» **Exercise directions**:
Copy out the rows below, switching every "dot" to "marker" and leaving everything else unchanged.

— Start Entries —

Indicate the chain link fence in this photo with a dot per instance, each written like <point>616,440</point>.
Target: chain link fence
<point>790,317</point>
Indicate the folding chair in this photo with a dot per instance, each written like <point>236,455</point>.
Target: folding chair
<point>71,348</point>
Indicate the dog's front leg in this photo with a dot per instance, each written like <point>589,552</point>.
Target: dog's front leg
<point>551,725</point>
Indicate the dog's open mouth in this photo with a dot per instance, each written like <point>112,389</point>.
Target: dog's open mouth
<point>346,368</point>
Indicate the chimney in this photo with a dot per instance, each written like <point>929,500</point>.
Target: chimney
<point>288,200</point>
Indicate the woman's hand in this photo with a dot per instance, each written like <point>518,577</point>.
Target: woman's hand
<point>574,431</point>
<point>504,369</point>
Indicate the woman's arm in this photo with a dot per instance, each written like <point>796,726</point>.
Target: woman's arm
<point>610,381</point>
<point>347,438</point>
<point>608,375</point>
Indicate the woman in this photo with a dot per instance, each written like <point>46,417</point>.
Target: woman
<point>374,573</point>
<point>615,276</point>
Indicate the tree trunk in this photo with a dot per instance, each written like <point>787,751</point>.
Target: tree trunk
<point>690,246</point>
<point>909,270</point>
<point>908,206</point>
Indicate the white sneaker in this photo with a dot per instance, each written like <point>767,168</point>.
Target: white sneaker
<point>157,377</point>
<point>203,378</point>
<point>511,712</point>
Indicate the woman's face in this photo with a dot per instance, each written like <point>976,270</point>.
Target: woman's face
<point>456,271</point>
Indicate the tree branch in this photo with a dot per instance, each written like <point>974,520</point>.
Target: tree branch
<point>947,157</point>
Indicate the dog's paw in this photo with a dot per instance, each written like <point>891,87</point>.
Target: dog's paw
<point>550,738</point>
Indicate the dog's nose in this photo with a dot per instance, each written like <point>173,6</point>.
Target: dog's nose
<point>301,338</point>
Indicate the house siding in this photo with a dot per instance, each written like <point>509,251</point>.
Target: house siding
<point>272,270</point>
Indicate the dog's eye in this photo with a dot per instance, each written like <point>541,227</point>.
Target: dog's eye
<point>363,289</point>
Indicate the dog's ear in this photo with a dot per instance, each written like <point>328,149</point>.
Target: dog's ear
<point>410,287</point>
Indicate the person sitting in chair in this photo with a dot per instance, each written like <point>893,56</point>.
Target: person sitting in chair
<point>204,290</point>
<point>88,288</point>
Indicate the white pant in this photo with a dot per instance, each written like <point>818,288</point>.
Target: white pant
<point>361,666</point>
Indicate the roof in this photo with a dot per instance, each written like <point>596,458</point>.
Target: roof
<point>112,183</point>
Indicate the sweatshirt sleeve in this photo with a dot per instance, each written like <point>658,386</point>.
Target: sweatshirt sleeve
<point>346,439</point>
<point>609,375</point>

— End Entries —

» **Task solution**:
Indicate the chain link fence in this photo with a marker per instance, each written like <point>616,440</point>.
Target: chain link fence
<point>790,317</point>
Indicate the folding chair in this photo with a marker per instance, each written like <point>236,455</point>.
Target: folding chair
<point>71,348</point>
Indicate the dog's front leg in this photo with a marker per instance, each written like <point>589,552</point>.
Target: dog's front leg
<point>551,725</point>
Indicate the dog's open mouth in this photo with a marker per instance, each written like <point>112,389</point>.
Target: dog's open mouth
<point>346,368</point>
Indicate the chimney in this photo with a marker per instance, each written like <point>929,500</point>.
Target: chimney
<point>288,200</point>
Indicate the woman's hand in this photo with a marker per instance, each written like <point>518,577</point>.
Target: woman's hand
<point>574,431</point>
<point>504,369</point>
Indicate the woman's arm in this photo with a marker per instance, each written like <point>796,726</point>.
Target: woman's arm
<point>610,381</point>
<point>347,438</point>
<point>608,375</point>
Indicate the woman in this photo with a marker per instance, each written like <point>46,417</point>.
Target: woman
<point>374,573</point>
<point>615,276</point>
Indicate the tree trunk in this photo with a marker per instance, each written like <point>787,751</point>.
Target: tree trunk
<point>690,246</point>
<point>909,270</point>
<point>908,206</point>
Indicate the white sneaker in this photo with a marker per instance, each written like <point>767,168</point>.
Target: white sneaker
<point>157,377</point>
<point>203,378</point>
<point>511,712</point>
Indicate the woman's face in this photo with a marker per instance, each written like <point>976,270</point>.
Target: woman's face
<point>456,271</point>
Indicate the tree branch in this photo with a marker per instance, each written like <point>974,520</point>.
Target: tree branch
<point>947,157</point>
Indicate the dog's paw in this photo with a marker per instance, each written like <point>891,87</point>.
Target: dog's paw
<point>550,738</point>
Indicate the dog's nose in this photo with a marker per instance, each written like <point>173,6</point>.
Target: dog's nose
<point>301,338</point>
Indicate the house siding in this photo with a marker per instance, each written like <point>509,251</point>.
Target: house siding
<point>272,270</point>
Indicate the dog's eye in this photo with a marker per instance, each written like <point>541,227</point>.
Target: dog's eye
<point>363,289</point>
Indicate the dog's ear in this photo with a marker per instance, each written like <point>328,149</point>.
Target: dog's ear
<point>410,287</point>
Indicate the person sitting in chair in this photo with a marker per instance, each written like <point>893,56</point>.
Target: person sitting in chair
<point>204,290</point>
<point>88,288</point>
Indicate the white pant in this photo with a marker per instance, each written like <point>818,288</point>.
Target: white pant
<point>361,666</point>
Indicate the roof in this photo with a marker per instance, each written like <point>596,458</point>.
Target: roof
<point>112,183</point>
Indicate the sweatshirt sleeve in this photo with a marker per instance, each written like <point>658,386</point>.
Target: sweatshirt sleeve
<point>346,439</point>
<point>609,375</point>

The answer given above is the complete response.